Rewrite the records below with "Target" swapped for "Object" everywhere it appears, changing nothing else, and leave the pictures out of your answer.

[Location identification items]
== == ==

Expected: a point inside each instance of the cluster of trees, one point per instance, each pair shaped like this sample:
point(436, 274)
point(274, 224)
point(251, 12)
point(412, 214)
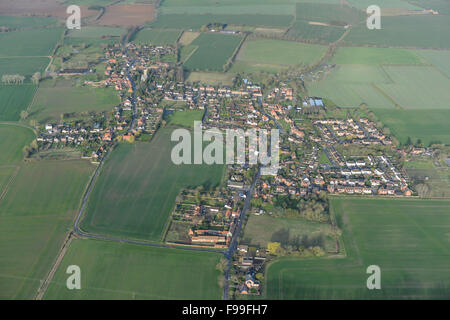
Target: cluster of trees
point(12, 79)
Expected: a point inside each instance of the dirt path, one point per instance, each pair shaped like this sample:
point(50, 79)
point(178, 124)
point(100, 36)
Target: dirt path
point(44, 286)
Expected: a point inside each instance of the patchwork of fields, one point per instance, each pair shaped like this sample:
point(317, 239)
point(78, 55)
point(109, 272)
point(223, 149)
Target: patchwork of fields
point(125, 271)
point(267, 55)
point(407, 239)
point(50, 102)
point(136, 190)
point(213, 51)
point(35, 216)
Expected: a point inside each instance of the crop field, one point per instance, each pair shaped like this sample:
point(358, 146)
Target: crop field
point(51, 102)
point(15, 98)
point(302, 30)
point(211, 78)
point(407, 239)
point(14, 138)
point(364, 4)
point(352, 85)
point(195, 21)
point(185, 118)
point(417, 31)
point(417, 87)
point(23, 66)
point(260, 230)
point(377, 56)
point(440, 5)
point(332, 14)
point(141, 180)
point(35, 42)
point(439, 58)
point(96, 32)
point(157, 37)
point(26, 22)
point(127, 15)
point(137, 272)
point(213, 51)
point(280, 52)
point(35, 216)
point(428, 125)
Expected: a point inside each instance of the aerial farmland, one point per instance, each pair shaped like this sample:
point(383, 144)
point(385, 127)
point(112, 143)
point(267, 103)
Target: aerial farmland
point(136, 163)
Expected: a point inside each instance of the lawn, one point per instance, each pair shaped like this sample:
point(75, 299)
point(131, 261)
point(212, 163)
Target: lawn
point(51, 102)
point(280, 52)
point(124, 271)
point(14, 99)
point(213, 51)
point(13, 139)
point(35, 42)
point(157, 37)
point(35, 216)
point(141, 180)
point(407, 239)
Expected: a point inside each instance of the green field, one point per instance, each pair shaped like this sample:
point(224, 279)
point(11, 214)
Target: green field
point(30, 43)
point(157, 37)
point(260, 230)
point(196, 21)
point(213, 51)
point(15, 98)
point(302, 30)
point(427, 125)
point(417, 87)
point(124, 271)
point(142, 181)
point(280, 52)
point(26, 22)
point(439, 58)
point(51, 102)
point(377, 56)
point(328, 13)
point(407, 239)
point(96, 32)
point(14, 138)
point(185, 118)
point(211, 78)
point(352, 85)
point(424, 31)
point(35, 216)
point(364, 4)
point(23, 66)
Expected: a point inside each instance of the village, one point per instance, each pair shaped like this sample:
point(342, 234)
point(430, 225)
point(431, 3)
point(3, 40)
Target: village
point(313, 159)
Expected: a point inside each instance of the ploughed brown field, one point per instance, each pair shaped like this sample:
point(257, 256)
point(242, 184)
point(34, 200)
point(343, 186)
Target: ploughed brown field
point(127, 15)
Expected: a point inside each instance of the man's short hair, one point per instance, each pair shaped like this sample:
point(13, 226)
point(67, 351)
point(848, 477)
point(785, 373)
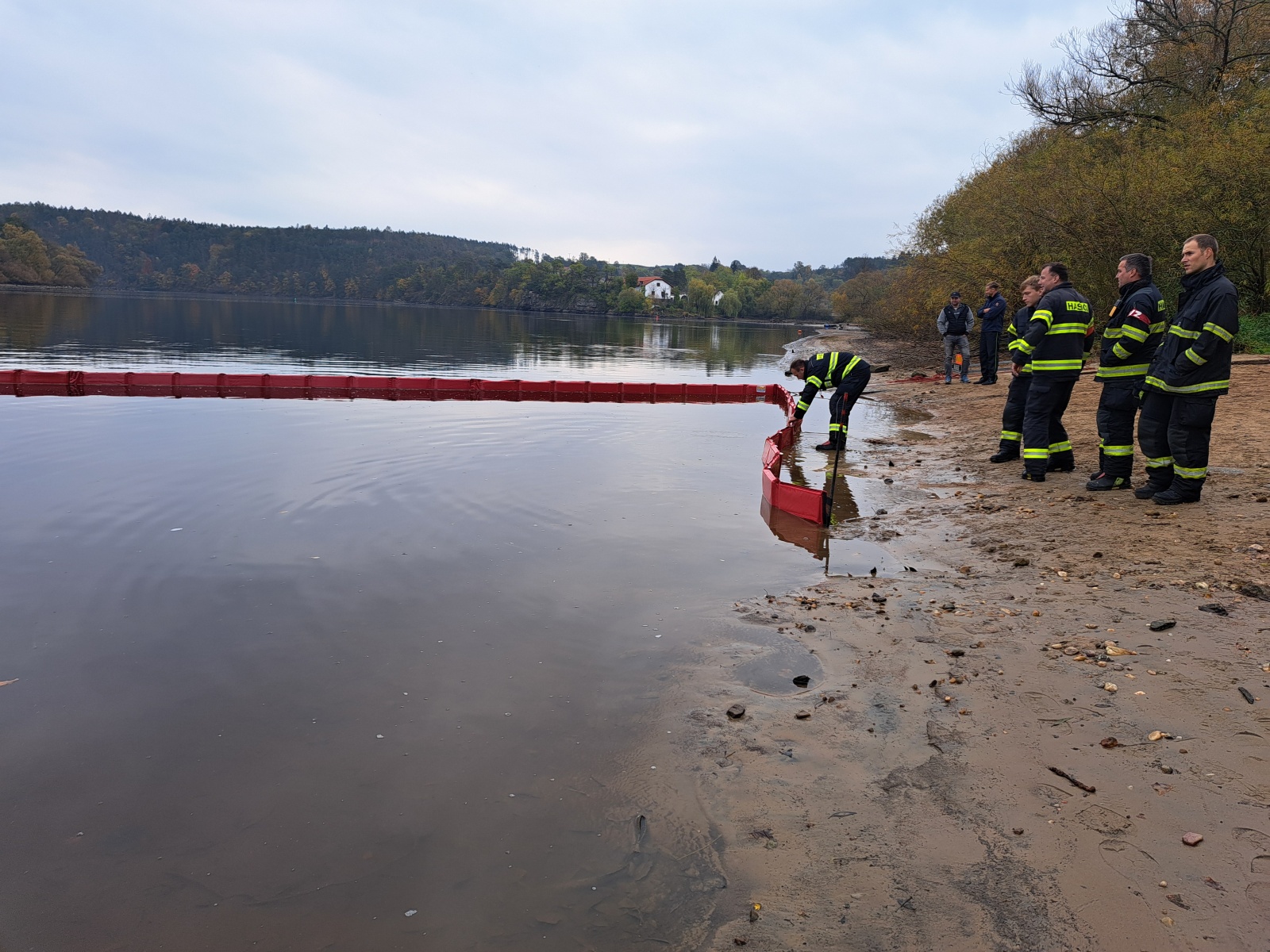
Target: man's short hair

== == ==

■ Output below ■
Expected: a point inside each instance of the cluster of trees, one point per instance, each pair shaped like this sample:
point(436, 274)
point(274, 224)
point(251, 12)
point(412, 214)
Object: cluster of trees
point(12, 79)
Expected: a point inside each instance of the dirt path, one point per instance, each pair shaped like this sample:
point(50, 79)
point(178, 124)
point(100, 36)
Object: dirt path
point(44, 286)
Expected: a point inside each instance of the patchwork of fields, one point per instance, each pair shaped like this sample:
point(317, 239)
point(78, 55)
point(109, 272)
point(223, 149)
Object: patchwork of fields
point(125, 271)
point(267, 55)
point(407, 239)
point(50, 102)
point(136, 190)
point(213, 51)
point(35, 216)
Expected: a point inside each instance of the crop field, one point per instance, each pair shaped like this sample:
point(358, 146)
Object: crop field
point(51, 102)
point(15, 98)
point(302, 30)
point(211, 78)
point(407, 239)
point(14, 138)
point(364, 4)
point(352, 85)
point(195, 21)
point(185, 118)
point(417, 31)
point(417, 87)
point(23, 66)
point(260, 230)
point(377, 56)
point(440, 5)
point(332, 14)
point(141, 180)
point(35, 42)
point(439, 58)
point(96, 32)
point(157, 37)
point(26, 22)
point(127, 15)
point(137, 272)
point(213, 51)
point(280, 52)
point(35, 216)
point(428, 125)
Expected: a point inside each instance of the aerial farmland, one point per instance, each pair shaped like this sample:
point(383, 144)
point(385, 127)
point(112, 143)
point(267, 103)
Object: aerial farmland
point(136, 163)
Expected: a point inside each instance of the lawn, one point per instance, each pair shaped like this sample:
point(75, 299)
point(131, 261)
point(212, 163)
Object: lawn
point(51, 102)
point(280, 52)
point(124, 271)
point(14, 99)
point(213, 51)
point(13, 139)
point(35, 42)
point(157, 37)
point(35, 216)
point(141, 180)
point(407, 239)
Expected: a point inside each instance of the green field, one point per instance, each pair shaped like this sample:
point(224, 279)
point(11, 214)
Object: green field
point(30, 43)
point(157, 37)
point(260, 230)
point(196, 21)
point(213, 51)
point(15, 98)
point(302, 30)
point(427, 125)
point(417, 87)
point(124, 271)
point(142, 181)
point(280, 52)
point(26, 22)
point(439, 58)
point(51, 102)
point(377, 56)
point(328, 13)
point(407, 239)
point(96, 32)
point(14, 138)
point(185, 118)
point(211, 78)
point(352, 85)
point(424, 31)
point(35, 216)
point(364, 4)
point(23, 66)
Expected: a point inside each instance of the village, one point per instance, each pair shaped like this sample:
point(342, 234)
point(430, 225)
point(431, 3)
point(3, 40)
Object: village
point(313, 159)
Expected: a point inside each instance of the ploughed brown field, one point per instance, each pair shaped like this sample:
point(257, 256)
point(242, 184)
point(34, 200)
point(343, 186)
Object: ploughed brown field
point(127, 15)
Expected: a point inside each instance of the man's short hair, one point per instance, each pair shaped like this sample:
point(13, 226)
point(67, 351)
point(848, 477)
point(785, 373)
Object: man's short hair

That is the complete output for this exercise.